# Required task
Report every line of the records below that contains the word "skyscraper", copying each such line in full.

• • • •

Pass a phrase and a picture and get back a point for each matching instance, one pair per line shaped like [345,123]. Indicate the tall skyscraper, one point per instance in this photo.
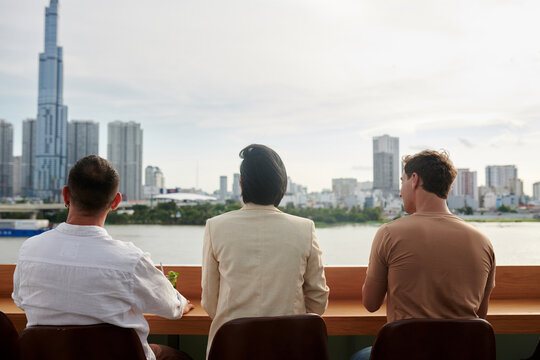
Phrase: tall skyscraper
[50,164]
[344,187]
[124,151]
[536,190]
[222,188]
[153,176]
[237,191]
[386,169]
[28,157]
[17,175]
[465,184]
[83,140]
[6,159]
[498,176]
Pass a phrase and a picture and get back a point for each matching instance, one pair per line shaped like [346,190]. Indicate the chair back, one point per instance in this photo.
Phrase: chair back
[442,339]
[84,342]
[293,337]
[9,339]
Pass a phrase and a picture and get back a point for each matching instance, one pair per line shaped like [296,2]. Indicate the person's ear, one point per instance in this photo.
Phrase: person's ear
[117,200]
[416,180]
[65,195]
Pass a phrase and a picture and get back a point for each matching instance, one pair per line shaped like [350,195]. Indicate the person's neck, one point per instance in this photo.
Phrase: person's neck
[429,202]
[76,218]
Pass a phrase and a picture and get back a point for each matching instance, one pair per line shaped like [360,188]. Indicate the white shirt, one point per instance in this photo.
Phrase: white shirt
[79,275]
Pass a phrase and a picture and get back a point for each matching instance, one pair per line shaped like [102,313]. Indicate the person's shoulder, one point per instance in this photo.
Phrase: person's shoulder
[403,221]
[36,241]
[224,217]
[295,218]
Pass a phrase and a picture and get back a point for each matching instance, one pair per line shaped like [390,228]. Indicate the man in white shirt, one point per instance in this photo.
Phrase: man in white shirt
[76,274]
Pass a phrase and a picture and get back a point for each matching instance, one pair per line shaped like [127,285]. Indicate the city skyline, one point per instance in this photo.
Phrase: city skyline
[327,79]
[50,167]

• • • •

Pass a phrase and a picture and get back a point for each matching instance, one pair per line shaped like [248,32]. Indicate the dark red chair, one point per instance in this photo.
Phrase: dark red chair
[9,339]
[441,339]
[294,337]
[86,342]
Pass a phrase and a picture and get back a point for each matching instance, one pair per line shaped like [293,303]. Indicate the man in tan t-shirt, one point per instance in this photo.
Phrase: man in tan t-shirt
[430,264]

• • • •

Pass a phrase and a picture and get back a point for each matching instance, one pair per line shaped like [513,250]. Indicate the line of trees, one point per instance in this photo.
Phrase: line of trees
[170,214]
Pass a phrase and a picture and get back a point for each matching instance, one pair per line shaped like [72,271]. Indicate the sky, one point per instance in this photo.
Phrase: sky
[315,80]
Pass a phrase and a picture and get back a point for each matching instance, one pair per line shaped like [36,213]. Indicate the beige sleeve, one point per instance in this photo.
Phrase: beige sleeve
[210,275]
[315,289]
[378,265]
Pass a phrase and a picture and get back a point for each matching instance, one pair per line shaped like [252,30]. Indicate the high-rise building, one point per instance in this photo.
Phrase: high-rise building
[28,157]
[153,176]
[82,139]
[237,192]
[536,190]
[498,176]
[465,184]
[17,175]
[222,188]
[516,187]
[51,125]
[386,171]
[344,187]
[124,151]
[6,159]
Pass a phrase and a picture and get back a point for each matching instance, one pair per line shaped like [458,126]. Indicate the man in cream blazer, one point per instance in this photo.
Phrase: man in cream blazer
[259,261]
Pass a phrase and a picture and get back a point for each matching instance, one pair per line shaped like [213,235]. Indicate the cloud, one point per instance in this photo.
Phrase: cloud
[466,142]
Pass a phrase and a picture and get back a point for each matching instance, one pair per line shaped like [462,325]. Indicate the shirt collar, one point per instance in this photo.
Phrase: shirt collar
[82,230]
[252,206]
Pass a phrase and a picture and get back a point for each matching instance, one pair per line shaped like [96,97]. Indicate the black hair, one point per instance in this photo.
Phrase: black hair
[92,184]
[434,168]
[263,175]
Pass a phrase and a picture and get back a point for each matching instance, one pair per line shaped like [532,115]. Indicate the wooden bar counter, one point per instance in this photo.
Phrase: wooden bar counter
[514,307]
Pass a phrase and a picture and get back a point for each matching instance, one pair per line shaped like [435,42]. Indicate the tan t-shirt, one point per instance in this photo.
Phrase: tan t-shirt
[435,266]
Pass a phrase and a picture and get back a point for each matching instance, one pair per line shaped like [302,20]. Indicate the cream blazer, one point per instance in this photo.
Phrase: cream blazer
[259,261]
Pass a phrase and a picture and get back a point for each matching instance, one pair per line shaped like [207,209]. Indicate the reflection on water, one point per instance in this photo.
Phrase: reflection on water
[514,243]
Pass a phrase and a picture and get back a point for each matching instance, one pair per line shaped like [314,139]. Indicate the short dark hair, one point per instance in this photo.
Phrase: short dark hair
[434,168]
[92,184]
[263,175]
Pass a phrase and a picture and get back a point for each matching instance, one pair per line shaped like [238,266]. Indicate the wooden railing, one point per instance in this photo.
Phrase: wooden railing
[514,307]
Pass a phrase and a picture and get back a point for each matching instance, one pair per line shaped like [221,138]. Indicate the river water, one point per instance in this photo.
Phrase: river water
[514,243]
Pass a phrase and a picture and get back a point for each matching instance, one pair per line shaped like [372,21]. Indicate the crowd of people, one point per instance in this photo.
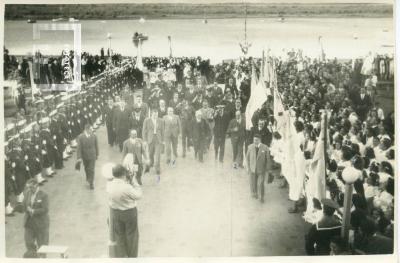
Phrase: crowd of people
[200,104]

• • • •

# Task result
Pass a phrase and a picture and get back a point for each matching instance, one pair per line shaped like [345,123]. Indicate the tall skyscraper, one point per instance in this photo.
Phrase: tall skyscraper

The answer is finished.